__WORK ORDER__. Your answer must be every line of the data that holds the string "texture".
::::
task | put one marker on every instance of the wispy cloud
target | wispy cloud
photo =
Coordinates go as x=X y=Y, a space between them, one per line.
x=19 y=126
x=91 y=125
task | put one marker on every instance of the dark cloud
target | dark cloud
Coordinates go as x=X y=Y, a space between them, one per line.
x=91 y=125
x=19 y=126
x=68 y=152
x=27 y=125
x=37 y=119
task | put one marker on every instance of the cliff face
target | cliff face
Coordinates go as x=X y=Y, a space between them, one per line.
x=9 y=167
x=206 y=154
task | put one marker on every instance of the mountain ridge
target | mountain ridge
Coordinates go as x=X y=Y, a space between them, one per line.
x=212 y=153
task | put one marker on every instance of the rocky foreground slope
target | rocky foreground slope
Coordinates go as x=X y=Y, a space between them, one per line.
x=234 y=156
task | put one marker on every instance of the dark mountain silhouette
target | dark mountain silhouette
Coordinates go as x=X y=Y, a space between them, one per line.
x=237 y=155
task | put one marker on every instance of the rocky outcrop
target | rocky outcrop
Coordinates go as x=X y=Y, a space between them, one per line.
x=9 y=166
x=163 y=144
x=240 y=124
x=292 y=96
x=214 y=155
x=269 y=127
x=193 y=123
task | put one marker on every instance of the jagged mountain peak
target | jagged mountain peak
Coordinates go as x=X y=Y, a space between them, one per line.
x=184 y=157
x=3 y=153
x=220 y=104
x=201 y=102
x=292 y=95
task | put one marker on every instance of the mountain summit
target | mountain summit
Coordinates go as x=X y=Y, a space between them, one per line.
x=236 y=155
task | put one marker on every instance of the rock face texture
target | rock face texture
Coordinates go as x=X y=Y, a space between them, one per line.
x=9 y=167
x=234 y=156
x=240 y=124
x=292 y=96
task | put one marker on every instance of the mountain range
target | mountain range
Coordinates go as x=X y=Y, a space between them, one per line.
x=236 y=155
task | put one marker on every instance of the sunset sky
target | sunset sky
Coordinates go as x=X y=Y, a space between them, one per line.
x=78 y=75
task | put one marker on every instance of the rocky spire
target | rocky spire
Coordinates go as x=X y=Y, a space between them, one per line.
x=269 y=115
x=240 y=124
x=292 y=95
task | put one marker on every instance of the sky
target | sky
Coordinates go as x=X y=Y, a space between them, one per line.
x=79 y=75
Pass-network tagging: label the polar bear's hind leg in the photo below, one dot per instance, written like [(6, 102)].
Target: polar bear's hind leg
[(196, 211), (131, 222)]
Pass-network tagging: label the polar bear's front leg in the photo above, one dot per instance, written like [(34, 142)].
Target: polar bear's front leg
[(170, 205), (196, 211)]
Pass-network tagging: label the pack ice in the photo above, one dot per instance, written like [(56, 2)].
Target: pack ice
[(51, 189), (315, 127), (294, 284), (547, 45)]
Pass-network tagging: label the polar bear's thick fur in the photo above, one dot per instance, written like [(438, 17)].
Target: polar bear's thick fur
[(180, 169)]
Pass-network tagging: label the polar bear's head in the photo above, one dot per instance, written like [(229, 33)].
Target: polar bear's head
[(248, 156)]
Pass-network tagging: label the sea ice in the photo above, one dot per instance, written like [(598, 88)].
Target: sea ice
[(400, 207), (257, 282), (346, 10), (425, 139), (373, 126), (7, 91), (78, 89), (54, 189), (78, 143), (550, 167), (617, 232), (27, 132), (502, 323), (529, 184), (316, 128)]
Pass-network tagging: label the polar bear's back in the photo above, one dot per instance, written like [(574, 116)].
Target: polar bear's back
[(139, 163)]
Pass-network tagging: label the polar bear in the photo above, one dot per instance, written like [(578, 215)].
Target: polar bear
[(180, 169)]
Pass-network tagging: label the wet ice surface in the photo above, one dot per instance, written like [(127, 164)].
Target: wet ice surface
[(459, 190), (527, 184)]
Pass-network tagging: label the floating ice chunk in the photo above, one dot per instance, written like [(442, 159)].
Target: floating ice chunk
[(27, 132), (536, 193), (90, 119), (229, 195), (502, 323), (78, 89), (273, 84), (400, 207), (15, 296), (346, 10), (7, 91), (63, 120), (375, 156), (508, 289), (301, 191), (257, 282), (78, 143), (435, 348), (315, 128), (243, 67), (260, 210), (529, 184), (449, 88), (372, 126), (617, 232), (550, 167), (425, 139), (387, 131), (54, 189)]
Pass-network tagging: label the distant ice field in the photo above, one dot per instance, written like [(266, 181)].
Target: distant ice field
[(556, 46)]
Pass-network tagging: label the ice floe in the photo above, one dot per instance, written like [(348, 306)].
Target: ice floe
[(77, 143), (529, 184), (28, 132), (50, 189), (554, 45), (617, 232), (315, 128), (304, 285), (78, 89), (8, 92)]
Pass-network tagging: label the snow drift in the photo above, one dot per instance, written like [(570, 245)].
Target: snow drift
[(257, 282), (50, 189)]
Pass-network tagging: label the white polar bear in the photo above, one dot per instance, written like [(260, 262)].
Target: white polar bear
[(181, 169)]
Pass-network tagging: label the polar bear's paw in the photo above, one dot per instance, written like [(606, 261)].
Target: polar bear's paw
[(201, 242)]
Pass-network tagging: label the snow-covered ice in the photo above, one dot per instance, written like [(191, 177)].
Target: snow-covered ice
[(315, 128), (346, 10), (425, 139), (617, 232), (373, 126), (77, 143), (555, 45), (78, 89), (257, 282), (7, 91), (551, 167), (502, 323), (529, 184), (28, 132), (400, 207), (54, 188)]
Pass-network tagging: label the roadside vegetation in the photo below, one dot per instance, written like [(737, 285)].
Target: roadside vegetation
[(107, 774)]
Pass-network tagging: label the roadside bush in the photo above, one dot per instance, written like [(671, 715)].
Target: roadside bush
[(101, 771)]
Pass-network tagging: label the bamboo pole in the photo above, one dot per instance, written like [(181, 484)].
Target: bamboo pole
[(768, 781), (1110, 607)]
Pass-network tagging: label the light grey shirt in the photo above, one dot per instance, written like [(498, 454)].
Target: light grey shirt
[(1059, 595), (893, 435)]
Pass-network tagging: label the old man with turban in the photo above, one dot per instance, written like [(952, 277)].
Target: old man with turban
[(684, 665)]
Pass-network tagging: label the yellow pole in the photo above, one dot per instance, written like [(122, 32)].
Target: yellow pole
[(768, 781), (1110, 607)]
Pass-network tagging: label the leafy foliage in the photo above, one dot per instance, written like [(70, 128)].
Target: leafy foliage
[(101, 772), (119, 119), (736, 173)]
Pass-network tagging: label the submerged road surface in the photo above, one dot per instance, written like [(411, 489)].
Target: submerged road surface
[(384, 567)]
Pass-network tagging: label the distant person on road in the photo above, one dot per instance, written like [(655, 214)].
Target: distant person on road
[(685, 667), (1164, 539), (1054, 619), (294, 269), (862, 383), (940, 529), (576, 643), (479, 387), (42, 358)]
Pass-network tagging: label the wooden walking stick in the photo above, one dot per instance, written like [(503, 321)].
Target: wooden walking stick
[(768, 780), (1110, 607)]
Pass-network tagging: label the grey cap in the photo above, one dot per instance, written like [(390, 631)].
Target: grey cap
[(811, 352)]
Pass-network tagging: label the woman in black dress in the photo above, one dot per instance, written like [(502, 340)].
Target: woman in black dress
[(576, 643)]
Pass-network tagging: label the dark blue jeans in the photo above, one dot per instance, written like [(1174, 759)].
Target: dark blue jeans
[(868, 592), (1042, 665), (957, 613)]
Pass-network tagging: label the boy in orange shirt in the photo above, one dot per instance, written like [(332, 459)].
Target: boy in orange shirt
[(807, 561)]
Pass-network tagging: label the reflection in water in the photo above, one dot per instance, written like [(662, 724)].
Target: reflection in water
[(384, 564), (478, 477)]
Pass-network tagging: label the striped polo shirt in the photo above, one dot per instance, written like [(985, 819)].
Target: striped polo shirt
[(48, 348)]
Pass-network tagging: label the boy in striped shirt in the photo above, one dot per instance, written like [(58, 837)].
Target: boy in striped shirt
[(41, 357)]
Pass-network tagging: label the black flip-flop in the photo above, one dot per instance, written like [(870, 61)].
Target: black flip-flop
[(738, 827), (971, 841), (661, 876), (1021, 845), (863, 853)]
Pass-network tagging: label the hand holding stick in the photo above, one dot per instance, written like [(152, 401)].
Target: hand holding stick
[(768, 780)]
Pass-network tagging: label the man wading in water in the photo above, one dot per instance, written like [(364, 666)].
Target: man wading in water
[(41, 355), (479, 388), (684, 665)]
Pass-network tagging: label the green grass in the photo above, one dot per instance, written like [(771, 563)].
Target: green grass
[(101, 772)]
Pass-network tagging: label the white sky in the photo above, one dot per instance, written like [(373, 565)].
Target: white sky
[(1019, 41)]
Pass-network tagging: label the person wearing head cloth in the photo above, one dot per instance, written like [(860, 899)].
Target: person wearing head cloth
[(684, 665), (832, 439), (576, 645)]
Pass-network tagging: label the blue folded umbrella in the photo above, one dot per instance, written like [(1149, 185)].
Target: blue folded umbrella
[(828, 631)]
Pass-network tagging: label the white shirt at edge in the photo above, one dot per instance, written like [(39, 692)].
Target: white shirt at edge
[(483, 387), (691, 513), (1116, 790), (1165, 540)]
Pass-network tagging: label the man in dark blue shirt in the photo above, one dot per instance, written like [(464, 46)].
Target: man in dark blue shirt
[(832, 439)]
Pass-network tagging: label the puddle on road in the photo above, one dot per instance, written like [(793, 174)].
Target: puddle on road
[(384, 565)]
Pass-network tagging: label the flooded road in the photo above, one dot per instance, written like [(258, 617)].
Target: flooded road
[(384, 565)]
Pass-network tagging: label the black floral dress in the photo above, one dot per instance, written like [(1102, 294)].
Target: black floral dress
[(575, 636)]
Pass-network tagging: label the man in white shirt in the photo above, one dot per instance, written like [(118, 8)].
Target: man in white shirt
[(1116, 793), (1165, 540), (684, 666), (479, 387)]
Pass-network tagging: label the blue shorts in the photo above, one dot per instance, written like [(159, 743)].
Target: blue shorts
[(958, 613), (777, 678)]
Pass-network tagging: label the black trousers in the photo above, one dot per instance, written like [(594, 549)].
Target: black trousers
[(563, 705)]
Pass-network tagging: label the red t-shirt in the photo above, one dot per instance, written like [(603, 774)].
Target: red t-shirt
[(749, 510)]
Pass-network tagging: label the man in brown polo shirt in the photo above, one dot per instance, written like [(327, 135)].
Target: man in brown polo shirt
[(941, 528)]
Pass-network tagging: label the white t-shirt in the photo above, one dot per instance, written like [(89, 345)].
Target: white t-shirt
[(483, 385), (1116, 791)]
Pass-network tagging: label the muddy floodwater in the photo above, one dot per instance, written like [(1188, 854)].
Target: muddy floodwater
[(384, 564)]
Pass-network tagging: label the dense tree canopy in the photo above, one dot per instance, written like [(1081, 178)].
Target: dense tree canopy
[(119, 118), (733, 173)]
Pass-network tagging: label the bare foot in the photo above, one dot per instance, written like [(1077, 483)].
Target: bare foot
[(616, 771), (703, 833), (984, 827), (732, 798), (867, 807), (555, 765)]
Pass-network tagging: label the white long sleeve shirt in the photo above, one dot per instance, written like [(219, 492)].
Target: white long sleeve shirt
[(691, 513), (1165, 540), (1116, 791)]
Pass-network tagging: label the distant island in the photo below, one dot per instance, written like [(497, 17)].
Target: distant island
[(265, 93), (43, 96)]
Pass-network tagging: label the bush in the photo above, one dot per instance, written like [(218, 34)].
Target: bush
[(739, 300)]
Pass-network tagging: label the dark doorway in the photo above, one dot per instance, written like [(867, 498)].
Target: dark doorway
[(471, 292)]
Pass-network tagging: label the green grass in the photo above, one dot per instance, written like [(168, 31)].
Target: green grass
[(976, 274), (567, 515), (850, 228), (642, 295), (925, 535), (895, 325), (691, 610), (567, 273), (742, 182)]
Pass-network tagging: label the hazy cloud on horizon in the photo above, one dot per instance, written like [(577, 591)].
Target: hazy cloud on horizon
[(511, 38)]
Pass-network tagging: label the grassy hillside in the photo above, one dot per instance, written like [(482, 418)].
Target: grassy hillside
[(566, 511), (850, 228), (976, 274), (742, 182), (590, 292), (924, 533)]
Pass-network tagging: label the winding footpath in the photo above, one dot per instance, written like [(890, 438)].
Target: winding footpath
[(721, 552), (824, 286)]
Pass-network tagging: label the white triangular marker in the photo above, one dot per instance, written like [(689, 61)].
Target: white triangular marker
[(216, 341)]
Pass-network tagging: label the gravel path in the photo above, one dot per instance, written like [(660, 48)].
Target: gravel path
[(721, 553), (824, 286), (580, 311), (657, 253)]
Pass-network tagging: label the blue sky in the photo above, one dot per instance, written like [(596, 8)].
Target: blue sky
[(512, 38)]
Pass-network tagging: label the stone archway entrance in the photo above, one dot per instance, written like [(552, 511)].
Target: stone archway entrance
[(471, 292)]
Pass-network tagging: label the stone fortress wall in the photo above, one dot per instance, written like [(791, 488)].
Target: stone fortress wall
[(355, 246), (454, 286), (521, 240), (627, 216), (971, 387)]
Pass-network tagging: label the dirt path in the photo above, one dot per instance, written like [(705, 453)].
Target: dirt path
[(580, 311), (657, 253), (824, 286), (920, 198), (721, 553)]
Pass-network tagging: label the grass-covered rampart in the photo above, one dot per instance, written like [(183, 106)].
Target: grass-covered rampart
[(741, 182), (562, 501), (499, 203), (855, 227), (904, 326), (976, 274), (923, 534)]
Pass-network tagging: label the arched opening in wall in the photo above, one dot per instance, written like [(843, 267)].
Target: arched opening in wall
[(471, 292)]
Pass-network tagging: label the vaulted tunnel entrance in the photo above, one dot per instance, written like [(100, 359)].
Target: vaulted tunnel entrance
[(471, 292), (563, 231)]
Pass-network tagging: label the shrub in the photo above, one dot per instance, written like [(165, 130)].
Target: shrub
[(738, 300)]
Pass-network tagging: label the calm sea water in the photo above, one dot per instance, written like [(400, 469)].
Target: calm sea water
::::
__RESULT__.
task | put one marker on every instance of the rock face texture
target | rock face texture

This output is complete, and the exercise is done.